→ Task to carry out:
Within the listing below, count the lines that have the string "approximate". Answer with that number only.

→ Material for the task:
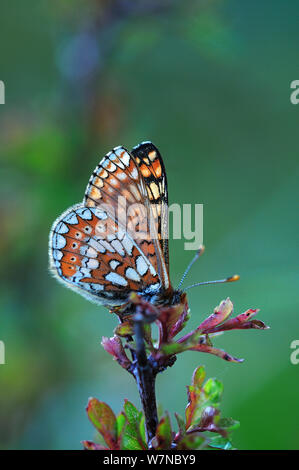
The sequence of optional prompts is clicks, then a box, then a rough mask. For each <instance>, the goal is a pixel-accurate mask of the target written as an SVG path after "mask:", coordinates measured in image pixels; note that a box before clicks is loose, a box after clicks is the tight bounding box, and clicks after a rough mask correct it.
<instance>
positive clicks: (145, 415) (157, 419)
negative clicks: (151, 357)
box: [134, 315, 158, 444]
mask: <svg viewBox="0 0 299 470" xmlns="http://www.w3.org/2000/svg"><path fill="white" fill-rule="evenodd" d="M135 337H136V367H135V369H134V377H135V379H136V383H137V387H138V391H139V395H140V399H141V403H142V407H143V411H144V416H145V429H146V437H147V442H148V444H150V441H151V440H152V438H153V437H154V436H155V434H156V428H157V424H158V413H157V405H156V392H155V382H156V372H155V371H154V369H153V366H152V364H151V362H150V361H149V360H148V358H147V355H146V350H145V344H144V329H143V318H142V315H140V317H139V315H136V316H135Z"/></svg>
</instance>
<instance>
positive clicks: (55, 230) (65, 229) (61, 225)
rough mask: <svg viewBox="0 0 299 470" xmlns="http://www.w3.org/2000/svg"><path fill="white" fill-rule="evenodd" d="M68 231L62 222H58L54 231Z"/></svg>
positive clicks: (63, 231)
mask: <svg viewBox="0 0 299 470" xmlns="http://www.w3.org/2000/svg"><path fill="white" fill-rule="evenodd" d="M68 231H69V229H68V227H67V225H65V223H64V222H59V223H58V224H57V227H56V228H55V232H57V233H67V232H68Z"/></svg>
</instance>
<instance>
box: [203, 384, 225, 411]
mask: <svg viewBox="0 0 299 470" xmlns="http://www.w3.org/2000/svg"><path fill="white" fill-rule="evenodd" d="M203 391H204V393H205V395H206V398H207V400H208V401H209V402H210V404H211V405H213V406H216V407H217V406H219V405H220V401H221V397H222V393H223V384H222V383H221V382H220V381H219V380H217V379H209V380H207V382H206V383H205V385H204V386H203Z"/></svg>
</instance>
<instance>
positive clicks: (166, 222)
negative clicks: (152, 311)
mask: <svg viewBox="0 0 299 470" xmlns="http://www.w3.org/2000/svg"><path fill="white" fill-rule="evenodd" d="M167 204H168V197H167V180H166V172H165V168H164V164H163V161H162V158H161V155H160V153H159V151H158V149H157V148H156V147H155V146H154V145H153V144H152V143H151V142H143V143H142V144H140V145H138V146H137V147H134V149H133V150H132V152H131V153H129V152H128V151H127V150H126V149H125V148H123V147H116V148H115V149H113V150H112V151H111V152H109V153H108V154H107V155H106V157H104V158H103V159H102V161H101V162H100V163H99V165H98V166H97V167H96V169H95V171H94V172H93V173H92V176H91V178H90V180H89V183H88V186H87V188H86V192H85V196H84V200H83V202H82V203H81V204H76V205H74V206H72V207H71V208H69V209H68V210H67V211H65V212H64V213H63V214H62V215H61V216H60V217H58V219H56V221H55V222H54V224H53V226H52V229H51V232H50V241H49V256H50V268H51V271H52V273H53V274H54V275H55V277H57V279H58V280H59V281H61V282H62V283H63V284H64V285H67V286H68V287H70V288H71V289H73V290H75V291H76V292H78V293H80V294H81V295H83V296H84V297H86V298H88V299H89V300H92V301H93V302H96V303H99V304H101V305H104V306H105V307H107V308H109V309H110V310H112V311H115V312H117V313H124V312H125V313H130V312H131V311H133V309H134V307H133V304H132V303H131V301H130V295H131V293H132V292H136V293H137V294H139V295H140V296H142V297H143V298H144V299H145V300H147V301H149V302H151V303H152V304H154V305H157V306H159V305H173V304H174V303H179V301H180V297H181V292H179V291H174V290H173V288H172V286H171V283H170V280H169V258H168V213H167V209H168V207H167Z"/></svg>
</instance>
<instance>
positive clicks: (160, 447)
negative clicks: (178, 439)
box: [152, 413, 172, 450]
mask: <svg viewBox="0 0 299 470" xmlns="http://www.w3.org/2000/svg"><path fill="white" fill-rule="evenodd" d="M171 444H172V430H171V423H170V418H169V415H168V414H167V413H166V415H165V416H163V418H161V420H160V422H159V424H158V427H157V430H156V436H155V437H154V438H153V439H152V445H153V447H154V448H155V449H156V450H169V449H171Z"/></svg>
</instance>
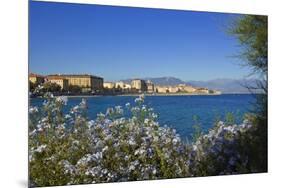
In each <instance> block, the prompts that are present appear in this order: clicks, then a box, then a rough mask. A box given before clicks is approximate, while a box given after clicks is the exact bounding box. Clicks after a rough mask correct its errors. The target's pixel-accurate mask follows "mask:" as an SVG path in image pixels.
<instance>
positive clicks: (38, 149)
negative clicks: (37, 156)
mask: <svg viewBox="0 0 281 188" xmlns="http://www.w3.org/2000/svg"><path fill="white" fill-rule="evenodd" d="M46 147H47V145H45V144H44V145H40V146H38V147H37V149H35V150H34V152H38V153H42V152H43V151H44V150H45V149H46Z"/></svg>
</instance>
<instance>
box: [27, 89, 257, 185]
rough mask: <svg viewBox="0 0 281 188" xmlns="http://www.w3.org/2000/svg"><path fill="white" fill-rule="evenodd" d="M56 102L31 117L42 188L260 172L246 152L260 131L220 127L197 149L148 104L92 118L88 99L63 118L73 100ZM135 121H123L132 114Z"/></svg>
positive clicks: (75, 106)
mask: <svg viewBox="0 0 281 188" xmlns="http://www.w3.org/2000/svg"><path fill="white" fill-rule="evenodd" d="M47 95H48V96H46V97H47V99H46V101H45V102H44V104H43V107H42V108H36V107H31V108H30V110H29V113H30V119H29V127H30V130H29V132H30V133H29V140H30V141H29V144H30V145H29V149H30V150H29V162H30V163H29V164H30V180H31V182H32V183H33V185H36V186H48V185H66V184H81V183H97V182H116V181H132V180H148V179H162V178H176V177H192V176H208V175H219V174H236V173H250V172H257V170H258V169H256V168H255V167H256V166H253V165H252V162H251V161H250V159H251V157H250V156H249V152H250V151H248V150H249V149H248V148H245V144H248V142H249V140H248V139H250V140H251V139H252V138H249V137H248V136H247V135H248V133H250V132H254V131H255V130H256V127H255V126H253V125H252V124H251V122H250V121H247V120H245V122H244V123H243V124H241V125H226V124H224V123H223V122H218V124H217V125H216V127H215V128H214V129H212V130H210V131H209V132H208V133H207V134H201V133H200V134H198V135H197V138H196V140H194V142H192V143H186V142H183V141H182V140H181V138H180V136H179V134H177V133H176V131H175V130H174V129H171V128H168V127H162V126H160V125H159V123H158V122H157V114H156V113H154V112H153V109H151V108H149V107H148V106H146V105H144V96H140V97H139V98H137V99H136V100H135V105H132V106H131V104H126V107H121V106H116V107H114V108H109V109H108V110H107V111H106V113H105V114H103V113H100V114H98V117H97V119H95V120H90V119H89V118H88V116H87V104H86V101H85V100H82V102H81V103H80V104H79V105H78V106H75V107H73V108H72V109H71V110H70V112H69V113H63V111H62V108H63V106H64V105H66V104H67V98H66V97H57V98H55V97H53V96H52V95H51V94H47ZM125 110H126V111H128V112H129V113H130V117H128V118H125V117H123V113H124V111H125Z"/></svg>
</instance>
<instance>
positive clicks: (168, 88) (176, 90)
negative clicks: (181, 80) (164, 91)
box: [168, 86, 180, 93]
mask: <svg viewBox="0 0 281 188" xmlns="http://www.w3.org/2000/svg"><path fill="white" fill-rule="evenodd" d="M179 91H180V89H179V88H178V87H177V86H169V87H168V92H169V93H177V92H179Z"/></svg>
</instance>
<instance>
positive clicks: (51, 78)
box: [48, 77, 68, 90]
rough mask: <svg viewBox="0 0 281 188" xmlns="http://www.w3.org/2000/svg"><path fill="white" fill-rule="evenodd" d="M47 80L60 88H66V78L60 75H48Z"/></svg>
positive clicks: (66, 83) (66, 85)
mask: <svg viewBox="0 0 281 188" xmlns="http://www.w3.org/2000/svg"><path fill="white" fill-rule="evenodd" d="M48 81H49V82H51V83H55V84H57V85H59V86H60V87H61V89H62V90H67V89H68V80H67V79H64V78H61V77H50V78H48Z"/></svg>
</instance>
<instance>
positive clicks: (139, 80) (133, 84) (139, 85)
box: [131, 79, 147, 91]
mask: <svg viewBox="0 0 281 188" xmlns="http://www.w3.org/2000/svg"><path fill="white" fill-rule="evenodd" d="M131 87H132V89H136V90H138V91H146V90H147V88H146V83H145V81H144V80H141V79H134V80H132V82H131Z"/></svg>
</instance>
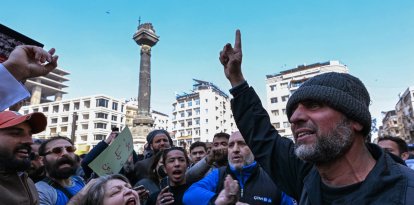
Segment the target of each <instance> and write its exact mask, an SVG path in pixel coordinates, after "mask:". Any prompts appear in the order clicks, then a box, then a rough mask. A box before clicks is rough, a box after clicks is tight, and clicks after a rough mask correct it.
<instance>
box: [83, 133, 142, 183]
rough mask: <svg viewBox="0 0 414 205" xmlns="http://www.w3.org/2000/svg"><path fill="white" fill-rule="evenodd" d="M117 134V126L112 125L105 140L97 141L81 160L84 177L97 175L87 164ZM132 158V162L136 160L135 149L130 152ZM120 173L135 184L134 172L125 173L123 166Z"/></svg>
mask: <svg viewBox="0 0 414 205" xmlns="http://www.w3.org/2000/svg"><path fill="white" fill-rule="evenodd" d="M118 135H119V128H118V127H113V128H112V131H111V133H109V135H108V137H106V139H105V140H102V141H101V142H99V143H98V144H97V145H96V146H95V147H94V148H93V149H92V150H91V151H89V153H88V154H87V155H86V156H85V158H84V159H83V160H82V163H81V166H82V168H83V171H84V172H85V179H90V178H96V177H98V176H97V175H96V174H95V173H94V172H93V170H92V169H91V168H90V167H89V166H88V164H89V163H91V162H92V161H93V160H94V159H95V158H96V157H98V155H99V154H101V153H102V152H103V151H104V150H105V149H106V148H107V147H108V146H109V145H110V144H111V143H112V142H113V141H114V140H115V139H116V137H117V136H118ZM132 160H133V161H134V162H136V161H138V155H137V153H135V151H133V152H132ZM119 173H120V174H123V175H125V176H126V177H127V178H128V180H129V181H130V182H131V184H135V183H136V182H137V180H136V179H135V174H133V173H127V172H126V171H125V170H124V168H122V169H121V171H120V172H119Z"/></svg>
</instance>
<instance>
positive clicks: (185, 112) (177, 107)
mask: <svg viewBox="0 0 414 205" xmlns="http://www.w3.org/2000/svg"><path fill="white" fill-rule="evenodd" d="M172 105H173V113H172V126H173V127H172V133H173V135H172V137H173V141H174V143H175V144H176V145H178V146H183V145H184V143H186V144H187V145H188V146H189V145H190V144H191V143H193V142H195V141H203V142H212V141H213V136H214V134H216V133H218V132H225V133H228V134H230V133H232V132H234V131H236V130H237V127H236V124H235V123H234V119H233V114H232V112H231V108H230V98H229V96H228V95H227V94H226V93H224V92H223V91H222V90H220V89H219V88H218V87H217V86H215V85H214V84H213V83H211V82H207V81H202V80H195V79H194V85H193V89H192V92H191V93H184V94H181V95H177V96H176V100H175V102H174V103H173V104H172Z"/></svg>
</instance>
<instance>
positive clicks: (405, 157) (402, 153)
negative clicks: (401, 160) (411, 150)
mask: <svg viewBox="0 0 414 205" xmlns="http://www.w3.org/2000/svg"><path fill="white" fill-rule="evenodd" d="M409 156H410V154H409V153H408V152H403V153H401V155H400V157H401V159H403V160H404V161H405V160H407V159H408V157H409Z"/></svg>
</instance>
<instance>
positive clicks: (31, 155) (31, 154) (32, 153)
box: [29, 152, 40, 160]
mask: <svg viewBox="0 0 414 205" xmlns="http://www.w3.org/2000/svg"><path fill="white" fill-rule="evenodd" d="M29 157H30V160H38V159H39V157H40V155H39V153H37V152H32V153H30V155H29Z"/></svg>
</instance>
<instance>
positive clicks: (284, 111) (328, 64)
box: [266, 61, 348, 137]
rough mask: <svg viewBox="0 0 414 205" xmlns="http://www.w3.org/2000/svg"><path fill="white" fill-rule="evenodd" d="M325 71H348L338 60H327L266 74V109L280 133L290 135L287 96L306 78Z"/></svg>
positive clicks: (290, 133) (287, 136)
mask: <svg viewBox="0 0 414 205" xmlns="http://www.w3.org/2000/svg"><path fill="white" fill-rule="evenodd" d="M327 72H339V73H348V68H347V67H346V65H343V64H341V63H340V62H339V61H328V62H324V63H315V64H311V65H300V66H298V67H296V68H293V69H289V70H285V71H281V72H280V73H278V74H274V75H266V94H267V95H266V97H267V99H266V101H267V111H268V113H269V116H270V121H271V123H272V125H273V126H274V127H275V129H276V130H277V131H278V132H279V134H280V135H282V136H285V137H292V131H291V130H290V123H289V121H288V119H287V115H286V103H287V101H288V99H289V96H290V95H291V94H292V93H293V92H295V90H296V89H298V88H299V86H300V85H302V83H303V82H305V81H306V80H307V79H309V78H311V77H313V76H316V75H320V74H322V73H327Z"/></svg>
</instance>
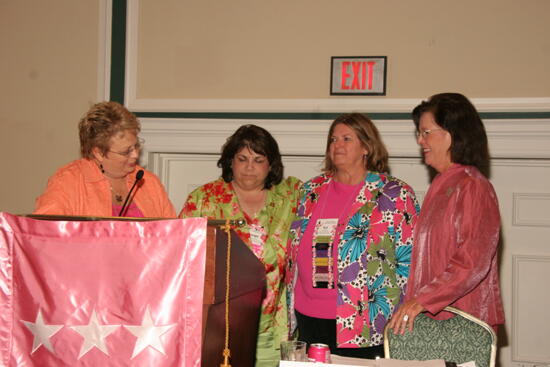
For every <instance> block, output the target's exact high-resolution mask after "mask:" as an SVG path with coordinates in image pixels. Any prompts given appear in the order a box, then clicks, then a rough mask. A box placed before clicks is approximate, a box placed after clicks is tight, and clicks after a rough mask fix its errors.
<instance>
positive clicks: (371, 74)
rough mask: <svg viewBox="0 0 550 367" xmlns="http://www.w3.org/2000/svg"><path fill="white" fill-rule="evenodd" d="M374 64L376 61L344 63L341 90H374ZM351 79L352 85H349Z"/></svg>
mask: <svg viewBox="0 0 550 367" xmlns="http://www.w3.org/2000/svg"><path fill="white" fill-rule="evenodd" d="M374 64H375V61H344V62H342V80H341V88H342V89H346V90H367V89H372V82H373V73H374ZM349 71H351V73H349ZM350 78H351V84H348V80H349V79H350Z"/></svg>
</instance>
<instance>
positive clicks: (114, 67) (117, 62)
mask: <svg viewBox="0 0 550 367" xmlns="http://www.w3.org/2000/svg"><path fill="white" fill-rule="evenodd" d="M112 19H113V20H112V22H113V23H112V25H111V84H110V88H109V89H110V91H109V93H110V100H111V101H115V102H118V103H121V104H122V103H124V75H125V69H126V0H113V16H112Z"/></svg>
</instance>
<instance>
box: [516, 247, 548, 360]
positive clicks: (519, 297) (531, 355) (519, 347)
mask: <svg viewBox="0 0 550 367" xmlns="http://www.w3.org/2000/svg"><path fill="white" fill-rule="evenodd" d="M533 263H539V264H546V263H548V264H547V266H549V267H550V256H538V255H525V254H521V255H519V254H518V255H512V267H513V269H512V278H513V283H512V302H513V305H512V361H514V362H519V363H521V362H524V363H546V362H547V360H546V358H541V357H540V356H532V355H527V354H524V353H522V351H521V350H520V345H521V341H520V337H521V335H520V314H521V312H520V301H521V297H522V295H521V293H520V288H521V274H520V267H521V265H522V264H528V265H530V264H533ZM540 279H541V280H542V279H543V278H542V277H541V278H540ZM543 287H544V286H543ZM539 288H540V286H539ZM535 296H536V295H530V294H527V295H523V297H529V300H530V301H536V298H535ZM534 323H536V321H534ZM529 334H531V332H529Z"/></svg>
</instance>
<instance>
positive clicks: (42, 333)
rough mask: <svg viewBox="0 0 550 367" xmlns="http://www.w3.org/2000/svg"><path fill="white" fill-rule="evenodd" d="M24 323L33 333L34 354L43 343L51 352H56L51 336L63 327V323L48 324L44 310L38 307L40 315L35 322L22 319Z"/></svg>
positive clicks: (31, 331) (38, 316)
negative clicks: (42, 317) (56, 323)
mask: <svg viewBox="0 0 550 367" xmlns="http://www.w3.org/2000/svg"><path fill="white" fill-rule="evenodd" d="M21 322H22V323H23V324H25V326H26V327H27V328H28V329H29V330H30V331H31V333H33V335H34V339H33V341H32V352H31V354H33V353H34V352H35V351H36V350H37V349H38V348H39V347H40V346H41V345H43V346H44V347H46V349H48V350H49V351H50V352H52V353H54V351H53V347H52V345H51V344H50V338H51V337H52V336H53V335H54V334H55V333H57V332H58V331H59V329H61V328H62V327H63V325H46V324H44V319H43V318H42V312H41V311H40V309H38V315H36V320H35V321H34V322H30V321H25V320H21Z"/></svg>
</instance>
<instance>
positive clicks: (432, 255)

→ Result:
2